── Supplied data ──

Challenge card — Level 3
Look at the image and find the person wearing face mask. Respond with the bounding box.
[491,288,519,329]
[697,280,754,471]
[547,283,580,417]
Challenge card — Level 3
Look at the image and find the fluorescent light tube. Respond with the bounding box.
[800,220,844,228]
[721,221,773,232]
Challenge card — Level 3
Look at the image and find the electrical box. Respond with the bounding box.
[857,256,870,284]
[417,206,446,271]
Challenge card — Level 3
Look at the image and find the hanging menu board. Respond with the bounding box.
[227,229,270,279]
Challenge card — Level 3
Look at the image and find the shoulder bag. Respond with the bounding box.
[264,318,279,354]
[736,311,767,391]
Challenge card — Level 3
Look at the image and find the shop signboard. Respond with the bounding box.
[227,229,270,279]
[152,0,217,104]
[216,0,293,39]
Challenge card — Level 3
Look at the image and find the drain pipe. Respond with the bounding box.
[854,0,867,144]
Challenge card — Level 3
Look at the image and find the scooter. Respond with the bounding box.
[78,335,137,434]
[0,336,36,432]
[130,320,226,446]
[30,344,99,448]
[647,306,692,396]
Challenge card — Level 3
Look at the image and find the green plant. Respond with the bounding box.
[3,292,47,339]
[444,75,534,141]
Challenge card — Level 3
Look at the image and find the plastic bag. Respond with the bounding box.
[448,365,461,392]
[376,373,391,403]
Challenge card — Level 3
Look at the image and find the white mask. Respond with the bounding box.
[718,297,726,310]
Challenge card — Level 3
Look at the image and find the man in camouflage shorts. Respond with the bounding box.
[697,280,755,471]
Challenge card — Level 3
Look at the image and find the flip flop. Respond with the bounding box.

───

• _Task directions_: Give back all of the data above without any alteration.

• _Output of the exercise_:
Challenge card — Level 3
Look at the image and find the person wearing face mask. Respond with the bounding box.
[491,288,519,329]
[697,280,754,471]
[547,283,580,417]
Challenge card — Level 3
Look at the image and find the fluorescent light tube. Respond with the bounding box.
[800,220,844,228]
[721,221,773,232]
Challenge card — Level 3
Look at the image and find the electrical box. Respond with the bounding box.
[857,256,870,284]
[417,206,446,271]
Challenge card — Level 3
Look at the image and find the hanging menu board. Respond with the bounding box.
[227,229,270,279]
Challenge card — Level 3
Look at the image and find the shoulder bag. Respond with the bounding box.
[264,318,279,354]
[736,311,767,391]
Challenge card — Level 3
Look at the image and find the shop signboard. Respond with the bounding box.
[227,229,270,279]
[152,0,217,104]
[216,0,293,39]
Challenge card — Level 3
Look at the image and find the drain pipe. Respond with the bounding box.
[854,0,867,144]
Challenge card — Level 3
Look at the image and find the scooter. Respond with the bounding box.
[78,335,137,434]
[0,336,36,432]
[130,320,226,446]
[30,344,99,448]
[647,306,692,396]
Challenge card — Level 3
Look at the image and find the green plant. Respond with the bounding box.
[3,292,47,339]
[444,75,534,141]
Challenge card — Level 3
Look at the image and find the plastic bag. Respond with the bounding box.
[448,365,461,392]
[376,373,391,403]
Challenge card — Level 3
Look at the image and find the white mask. Respond with the bounding box.
[718,297,726,310]
Challenge card — Level 3
Look at the image and find the man in camouflage shorts. Respond with the bounding box.
[697,280,755,471]
Challenge card — Level 3
Look at the image and find the flip flop. Respond with the bounding box.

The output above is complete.